Release Number 8353-21

CFTC Staff Provides Limited Continuation of Certain No-Action Relief to Market Participants in Response to COVID-19

January 19, 2021

Washington, D.C. — The Commodity Futures Trading Commission today announced the Market Participants Division (MPD) and the Division of Market Oversight (DMO) are providing a short continuation of limited parts of the temporary no-action relief issued in response to the COVID-19 (coronavirus) pandemic that expired on January 15, 2021.

Subject to the conditions stated therein, CFTC Staff Letter No. 21-04 provides the following relief:

  • Oral Communications Recordkeeping Relief. MPD is providing a brief period of relief from CFTC regulations requiring recording of oral communications related to voice trading and other telephonic communications for IBs and FBs. In conjunction with MPD’s relief, DMO is providing DCMs relief from certain CFTC regulations related to audit trails, and related requirements where non-compliance arises from the inability of IBs and FBs to record voice communications as a result of their displacement, in connection with the COVID-19 pandemic response, from an DCM’s trading floor and/or other designated premises from which customer orders may be placed. Both MPD’s and DMO’s relief expires on March 31, 2021.
^^^^^^^^
■ Tasks to complete
1. In the CFTC release, on what date does the relief from MPD and DMO expire?
2. List every calendar date that appears in the CFTC release.
3. Copy the part of the CFTC release that opens with the words containing "Release Number 8353-21" and closes with "January 15, 2021.".
^^^^^^^^
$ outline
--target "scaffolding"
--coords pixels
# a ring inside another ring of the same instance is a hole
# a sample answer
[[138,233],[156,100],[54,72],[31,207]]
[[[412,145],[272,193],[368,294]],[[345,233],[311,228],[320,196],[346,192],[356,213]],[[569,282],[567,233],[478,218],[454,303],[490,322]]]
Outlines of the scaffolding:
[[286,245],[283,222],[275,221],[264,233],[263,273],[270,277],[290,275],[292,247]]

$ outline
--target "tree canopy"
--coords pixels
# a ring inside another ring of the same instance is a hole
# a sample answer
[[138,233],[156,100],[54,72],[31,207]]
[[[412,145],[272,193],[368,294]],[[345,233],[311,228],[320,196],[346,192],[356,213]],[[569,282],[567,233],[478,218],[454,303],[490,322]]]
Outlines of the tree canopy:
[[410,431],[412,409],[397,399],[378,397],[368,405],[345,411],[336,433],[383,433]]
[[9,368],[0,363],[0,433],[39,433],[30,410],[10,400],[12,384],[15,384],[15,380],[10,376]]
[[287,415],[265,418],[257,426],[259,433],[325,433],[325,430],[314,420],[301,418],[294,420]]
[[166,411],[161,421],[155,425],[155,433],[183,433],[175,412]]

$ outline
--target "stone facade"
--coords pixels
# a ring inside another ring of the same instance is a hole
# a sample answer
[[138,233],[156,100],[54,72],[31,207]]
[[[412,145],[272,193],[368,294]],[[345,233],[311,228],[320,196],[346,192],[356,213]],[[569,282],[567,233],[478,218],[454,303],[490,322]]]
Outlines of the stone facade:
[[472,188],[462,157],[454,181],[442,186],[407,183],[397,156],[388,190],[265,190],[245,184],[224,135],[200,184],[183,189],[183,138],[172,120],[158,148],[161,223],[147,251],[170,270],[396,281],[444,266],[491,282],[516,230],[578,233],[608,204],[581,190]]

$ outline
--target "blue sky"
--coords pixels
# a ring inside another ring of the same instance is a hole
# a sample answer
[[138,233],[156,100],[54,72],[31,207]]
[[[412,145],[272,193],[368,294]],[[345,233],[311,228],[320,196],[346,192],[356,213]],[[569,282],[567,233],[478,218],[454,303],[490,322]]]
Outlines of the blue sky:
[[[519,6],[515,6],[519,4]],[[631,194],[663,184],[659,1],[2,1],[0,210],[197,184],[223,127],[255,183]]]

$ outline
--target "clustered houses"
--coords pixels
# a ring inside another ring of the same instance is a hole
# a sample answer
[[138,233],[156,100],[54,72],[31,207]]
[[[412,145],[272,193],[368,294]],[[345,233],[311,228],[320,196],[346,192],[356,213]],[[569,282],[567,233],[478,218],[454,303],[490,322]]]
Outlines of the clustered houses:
^^^^^^^^
■ Response list
1. March 31, 2021

2. January 19, 2021; January 15, 2021; March 31, 2021

3.
Release Number 8353-21

CFTC Staff Provides Limited Continuation of Certain No-Action Relief to Market Participants in Response to COVID-19

January 19, 2021

Washington, D.C. — The Commodity Futures Trading Commission today announced the Market Participants Division (MPD) and the Division of Market Oversight (DMO) are providing a short continuation of limited parts of the temporary no-action relief issued in response to the COVID-19 (coronavirus) pandemic that expired on January 15, 2021.